**Dataset excerpts**:
------------------------------

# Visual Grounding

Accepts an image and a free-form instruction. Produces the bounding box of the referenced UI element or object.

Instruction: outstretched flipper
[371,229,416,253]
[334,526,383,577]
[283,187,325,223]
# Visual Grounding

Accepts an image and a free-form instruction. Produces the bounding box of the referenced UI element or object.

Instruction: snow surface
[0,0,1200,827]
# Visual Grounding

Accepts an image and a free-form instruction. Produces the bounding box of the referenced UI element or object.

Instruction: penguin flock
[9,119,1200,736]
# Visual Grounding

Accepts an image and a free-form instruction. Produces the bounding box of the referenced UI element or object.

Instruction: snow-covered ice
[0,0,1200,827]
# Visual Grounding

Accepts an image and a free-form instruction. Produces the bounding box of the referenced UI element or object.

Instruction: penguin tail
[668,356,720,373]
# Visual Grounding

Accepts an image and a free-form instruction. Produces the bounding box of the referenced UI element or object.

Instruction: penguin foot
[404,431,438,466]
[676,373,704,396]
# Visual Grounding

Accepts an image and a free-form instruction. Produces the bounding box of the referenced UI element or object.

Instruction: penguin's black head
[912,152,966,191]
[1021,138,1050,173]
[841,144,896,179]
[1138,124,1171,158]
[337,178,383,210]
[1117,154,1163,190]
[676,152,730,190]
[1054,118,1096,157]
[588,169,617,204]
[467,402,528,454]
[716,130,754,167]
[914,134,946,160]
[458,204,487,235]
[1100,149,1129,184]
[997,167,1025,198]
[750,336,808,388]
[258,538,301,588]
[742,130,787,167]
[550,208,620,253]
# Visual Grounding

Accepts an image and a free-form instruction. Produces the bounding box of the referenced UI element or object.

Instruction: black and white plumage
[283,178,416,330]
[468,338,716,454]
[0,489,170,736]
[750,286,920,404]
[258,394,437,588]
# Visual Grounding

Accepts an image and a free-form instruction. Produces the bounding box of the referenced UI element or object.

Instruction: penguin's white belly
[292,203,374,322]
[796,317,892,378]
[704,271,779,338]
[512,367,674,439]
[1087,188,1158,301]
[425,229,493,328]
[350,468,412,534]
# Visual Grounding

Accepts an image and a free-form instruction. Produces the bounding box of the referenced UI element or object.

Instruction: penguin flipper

------------------------------

**Problem to work on**:
Put every line of the records above into a Markdown table with the columns No. and Text, numbering the rows in order and skipping blank lines.

**Exercise response**:
| No. | Text |
|---|---|
| 1 | # Visual Grounding |
| 2 | Accepts an image and a free-form instruction. Produces the bounding box of the referenced UI element or object. |
| 3 | Instruction: outstretched flipper |
| 4 | [371,229,416,253] |
| 5 | [334,526,383,577] |
| 6 | [283,187,325,223] |
| 7 | # Visual Grounding |
| 8 | Accepts an image and a free-form instruction. Produces the bounding box of the referenced UI element or object. |
| 9 | Instruction: snow surface |
| 10 | [0,0,1200,827] |
| 11 | # Visual Grounding |
| 12 | Accepts an image and a free-form instruction. Produces the bounding box of the referenced UI element or object. |
| 13 | Instruction: penguin flock |
| 14 | [9,119,1200,736] |
| 15 | # Visual Grounding |
| 16 | Accepts an image and a free-form instruction. Produces the bounding box of the referenced UI element or object. |
| 17 | Instruction: snow-covered ice |
| 18 | [0,0,1200,827] |
| 19 | # Visual Grounding |
| 20 | Accepts an image and a free-form instruction. Produces the bounding box of the referenced UI element or object. |
| 21 | Instruction: penguin tail |
| 22 | [668,356,720,373] |
| 23 | # Visual Grounding |
| 24 | Accepts an image and a free-form instruction. Produces the bounding box of the referenced UI element or object. |
| 25 | Instruction: penguin foot |
| 26 | [404,431,438,466] |
| 27 | [676,373,704,396] |
| 28 | # Visual Grounding |
| 29 | Accepts an image and a free-form instruction. Produces the bounding box of the referenced UI element or object. |
| 30 | Instruction: penguin's black head |
| 31 | [912,152,966,191] |
| 32 | [1021,138,1050,173] |
| 33 | [841,144,896,179] |
| 34 | [1138,124,1171,158] |
| 35 | [337,178,383,210] |
| 36 | [1117,154,1163,190] |
| 37 | [676,152,730,190] |
| 38 | [1054,118,1096,157] |
| 39 | [588,169,617,204] |
| 40 | [467,402,528,454] |
| 41 | [716,130,754,167] |
| 42 | [914,134,946,160] |
| 43 | [458,204,487,235] |
| 44 | [1100,149,1129,184] |
| 45 | [997,167,1025,198] |
| 46 | [750,336,808,388] |
| 47 | [258,538,301,588] |
| 48 | [742,130,787,167] |
| 49 | [550,208,620,253] |
| 50 | # Visual Grounding |
| 51 | Accepts an image and a free-form instruction. Produces the bounding box of the referenced UI element or object. |
| 52 | Instruction: black and white plumage |
| 53 | [283,178,416,330] |
| 54 | [468,338,716,454] |
| 55 | [0,489,170,736] |
| 56 | [750,286,920,404] |
| 57 | [258,394,437,588] |
| 58 | # Visual Grounding |
| 59 | Accepts an image and a free-form instruction. Produces the bounding box of the referenced UI element or object. |
| 60 | Instruction: penguin's white belly |
| 61 | [292,203,374,322] |
| 62 | [796,317,892,378] |
| 63 | [704,271,779,338] |
| 64 | [512,367,674,439] |
| 65 | [1087,188,1158,301] |
| 66 | [425,229,493,328] |
| 67 | [350,468,412,534] |
| 68 | # Visual Grounding |
| 69 | Accepts an image and a free-form instruction. Produces the bounding box of the referenced UI element or object. |
| 70 | Instruction: penguin flipper |